* Start Data in this exercise *

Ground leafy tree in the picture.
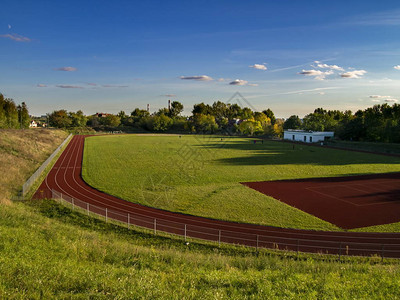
[18,102,30,128]
[147,114,173,131]
[101,114,121,127]
[169,101,183,118]
[263,108,276,125]
[283,115,301,129]
[239,118,264,135]
[191,114,218,133]
[68,110,88,127]
[192,102,212,115]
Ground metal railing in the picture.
[52,190,400,260]
[22,133,72,197]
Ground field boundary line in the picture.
[22,133,73,197]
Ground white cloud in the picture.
[249,64,267,71]
[229,79,248,85]
[317,63,344,71]
[0,33,31,42]
[340,70,367,78]
[299,70,333,80]
[56,84,83,89]
[180,75,213,81]
[54,67,78,72]
[102,84,128,88]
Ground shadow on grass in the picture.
[198,139,400,166]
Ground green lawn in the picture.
[83,135,400,230]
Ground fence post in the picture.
[256,234,258,251]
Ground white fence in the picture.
[22,133,72,197]
[52,190,400,260]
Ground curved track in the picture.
[34,136,400,258]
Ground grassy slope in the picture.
[83,135,400,230]
[0,129,400,299]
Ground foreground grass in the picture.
[0,128,400,299]
[83,135,400,230]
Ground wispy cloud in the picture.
[56,84,84,89]
[180,75,213,81]
[229,79,248,85]
[340,70,367,78]
[249,64,267,71]
[0,33,31,42]
[54,67,78,72]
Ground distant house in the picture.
[283,129,334,143]
[96,113,110,118]
[29,120,37,128]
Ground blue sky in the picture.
[0,0,400,117]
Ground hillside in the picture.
[0,130,400,299]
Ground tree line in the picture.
[0,94,30,128]
[283,103,400,143]
[49,101,283,137]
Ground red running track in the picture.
[33,136,400,258]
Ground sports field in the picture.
[83,135,400,230]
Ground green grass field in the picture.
[0,130,400,299]
[83,135,400,230]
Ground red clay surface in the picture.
[243,173,400,229]
[34,136,400,258]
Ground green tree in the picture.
[283,115,301,129]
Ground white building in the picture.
[283,129,334,143]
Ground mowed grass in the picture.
[83,135,400,230]
[0,131,400,299]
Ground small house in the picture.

* End Data in this exercise *

Change every "in the picture" in the material to "in the image" and reproduce all of it with nothing else altered. Omit the pictures from your output.

» Answer for this exercise:
Ground leafy tree in the image.
[18,102,30,128]
[147,114,173,131]
[101,114,121,127]
[169,101,183,118]
[263,108,276,125]
[283,115,301,129]
[239,118,264,135]
[191,114,218,133]
[68,110,88,127]
[192,102,212,115]
Ground metal railing in the image.
[52,190,400,260]
[22,133,72,197]
Ground field boundary line in the image.
[22,133,73,197]
Ground white cloud in the image.
[249,64,267,71]
[229,79,248,85]
[317,63,344,71]
[0,33,31,42]
[340,70,367,78]
[299,70,333,80]
[56,84,83,89]
[180,75,213,81]
[54,67,78,72]
[102,84,128,88]
Ground shadow on grass in the image.
[198,139,400,166]
Ground green lawn in the image.
[83,135,400,230]
Ground fence post in the image.
[256,234,258,251]
Ground white fence in the image.
[22,133,72,197]
[52,190,400,260]
Ground curved track in the image.
[34,136,400,258]
Ground grassy slope in the image.
[83,135,400,230]
[0,129,400,299]
Ground foreground grass in the image.
[0,128,400,299]
[83,135,400,230]
Ground wispy cloud in the image.
[56,84,84,89]
[180,75,213,81]
[229,79,248,85]
[340,70,367,78]
[249,64,267,71]
[0,33,31,42]
[54,67,78,72]
Ground distant house in the image.
[283,129,334,143]
[96,113,110,118]
[29,120,37,128]
Ground blue sky in the image.
[0,0,400,117]
Ground hillside in the image.
[0,130,400,299]
Ground tree line in the image.
[0,94,30,128]
[283,103,400,143]
[49,101,283,137]
Ground red running track in the image.
[33,136,400,258]
Ground sports field in the image.
[83,135,400,230]
Ground green grass field in the image.
[0,130,400,299]
[83,135,400,230]
Ground red clay surface in the image.
[243,173,400,229]
[34,136,400,258]
Ground green tree in the image.
[283,115,301,129]
Ground white building in the image.
[283,129,334,143]
Ground mowed grass in the image.
[83,135,400,230]
[0,131,400,299]
Ground small house in the image.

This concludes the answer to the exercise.